-- TEXT SEGMENT --
6. Modular elements for the construction of formworks according to the previous claims, characterized in that said connection ribs are arranged on curved and/or straight isostatic lines of force.

7. Modular elements for the construction of formworks according to the previous claims, characterized in that they comprise one or more wide protrusions, commonly referred to as "coffers", to construct ribbed coffered ceilings

8. Modular elements for the construction of formworks according to the previous claims, characterized in that the surface adhering to the casting is processed in such a way as to reproduce the grain of wood.

9. Modular elements for the construction of formworks according to the previous claims, characterized in that they are provided with internal cavities, obtained through the gas injection technique, suitable for increasing their moment of inertia, stiffness and lightness and suitable for eliminating the effects of the suction of the material injected in the mould, which leads to irregularities and imperfections and causes the imperfect planarity and linearity of the final product.

10. Modular elements for the construction of formworks according to claim 8, characterized in that the cavities are filled with foamed polymers.

11. Modular elements for the construction of formworks according to the previous claims, characterized in that with appropriate couplings they can be integrated with one or more metal structures that are suitable for reinforcing their structure and at the same time may be easily released, so that the modular element may still be recycled.

12. Modular elements for the construction of formworks, characterized in that they comprise a plane element having a folded edge suitable for fitting between two near, but not adjacent modular panels.

13. Modular elements for the construction of formworks, characterized in that they comprise pins, centering cones and wedges for joining and aligning several modular panels, and wherein the pins have cylindrical body with rectangular slots, wide and flat head and a tapered part between head and body, and wherein the inner diameter and external taper of the centering cones are such as to permit their insertion in the pins applied between two modular panels and to allow the tapered part to rest against the hole of the panel edge rib, and wherein the wedge is a generically plane element in the shape of a trapezium, suitable for being inserted in the pin slots, so that they don't come off the centering cones and the panel edge ribs.

-- WORK TO DO --
Transcribe the passage of the formwork claims that begins with the words "11. Modular elements" and ends with "adjacent modular panels.".

-- RECORD SET --
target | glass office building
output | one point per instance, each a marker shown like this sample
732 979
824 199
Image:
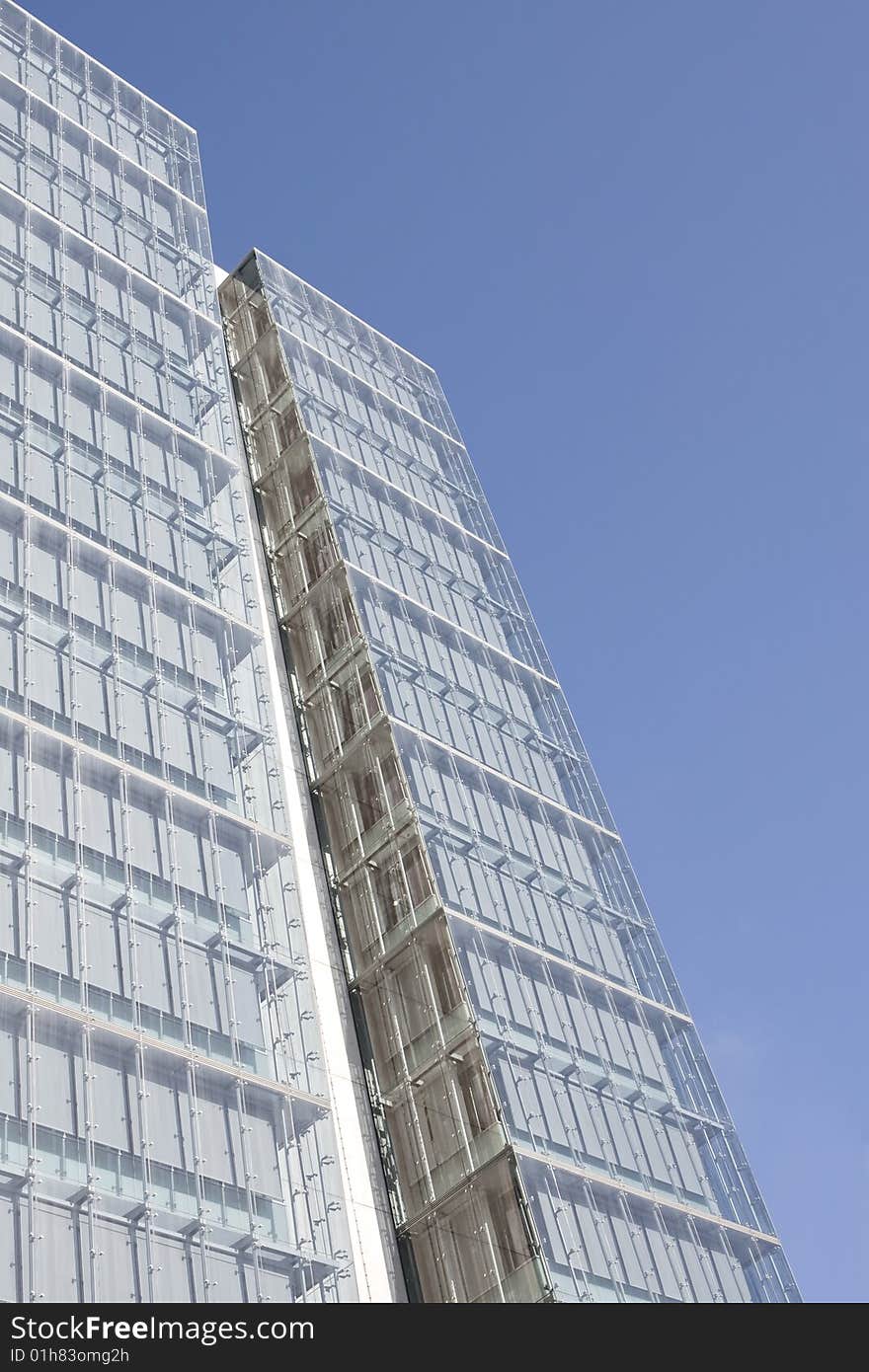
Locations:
166 1129
549 1124
324 974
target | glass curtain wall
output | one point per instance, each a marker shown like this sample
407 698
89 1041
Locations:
165 1129
549 1119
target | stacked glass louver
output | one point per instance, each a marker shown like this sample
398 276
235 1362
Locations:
165 1128
549 1122
317 942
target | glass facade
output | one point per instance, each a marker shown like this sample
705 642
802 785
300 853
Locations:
165 1129
548 1118
319 947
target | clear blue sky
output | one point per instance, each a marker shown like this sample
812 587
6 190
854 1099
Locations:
633 239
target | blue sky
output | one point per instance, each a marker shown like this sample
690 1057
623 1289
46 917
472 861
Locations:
633 240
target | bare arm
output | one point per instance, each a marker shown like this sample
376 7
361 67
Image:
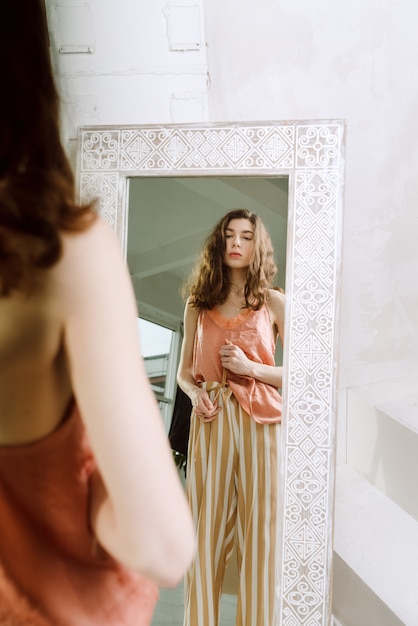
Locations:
200 399
139 510
234 359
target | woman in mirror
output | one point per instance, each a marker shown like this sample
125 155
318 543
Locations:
93 516
233 318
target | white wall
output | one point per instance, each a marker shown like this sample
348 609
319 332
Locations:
141 71
298 59
293 59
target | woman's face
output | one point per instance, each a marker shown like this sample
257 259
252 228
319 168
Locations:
239 243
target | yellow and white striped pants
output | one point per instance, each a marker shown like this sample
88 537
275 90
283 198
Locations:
232 487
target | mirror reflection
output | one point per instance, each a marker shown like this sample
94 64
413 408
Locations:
169 218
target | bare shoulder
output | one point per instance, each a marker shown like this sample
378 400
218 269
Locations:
91 262
276 301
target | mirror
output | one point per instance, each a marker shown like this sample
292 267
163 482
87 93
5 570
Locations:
310 156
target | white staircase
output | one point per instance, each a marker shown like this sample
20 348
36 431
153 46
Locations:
375 578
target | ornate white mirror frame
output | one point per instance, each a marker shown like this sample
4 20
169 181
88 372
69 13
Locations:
311 155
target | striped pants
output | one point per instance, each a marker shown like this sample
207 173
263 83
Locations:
232 487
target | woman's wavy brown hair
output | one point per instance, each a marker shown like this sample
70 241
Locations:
37 192
208 284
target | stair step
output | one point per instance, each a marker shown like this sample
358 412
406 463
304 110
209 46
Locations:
382 438
397 398
378 541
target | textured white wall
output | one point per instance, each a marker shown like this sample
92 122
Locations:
293 59
143 69
298 59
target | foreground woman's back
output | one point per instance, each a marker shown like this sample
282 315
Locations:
89 493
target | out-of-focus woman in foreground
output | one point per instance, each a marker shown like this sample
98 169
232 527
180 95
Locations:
92 513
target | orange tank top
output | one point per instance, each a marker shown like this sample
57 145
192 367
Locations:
252 331
50 564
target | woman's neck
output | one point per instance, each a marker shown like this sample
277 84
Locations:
237 282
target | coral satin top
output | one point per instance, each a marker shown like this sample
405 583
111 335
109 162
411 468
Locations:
253 332
52 572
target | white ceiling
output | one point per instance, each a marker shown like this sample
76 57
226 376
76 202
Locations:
169 219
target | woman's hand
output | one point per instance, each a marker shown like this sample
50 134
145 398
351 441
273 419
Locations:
235 360
203 405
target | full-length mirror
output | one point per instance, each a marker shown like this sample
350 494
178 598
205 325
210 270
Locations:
209 169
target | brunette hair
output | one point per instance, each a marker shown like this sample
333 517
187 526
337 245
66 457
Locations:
208 283
37 191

-- PROBLEM SOLUTION --
11. Modular elements for the construction of formworks according to the previous claims, characterized in that with appropriate couplings they can be integrated with one or more metal structures that are suitable for reinforcing their structure and at the same time may be easily released, so that the modular element may still be recycled.

12. Modular elements for the construction of formworks, characterized in that they comprise a plane element having a folded edge suitable for fitting between two near, but not adjacent modular panels.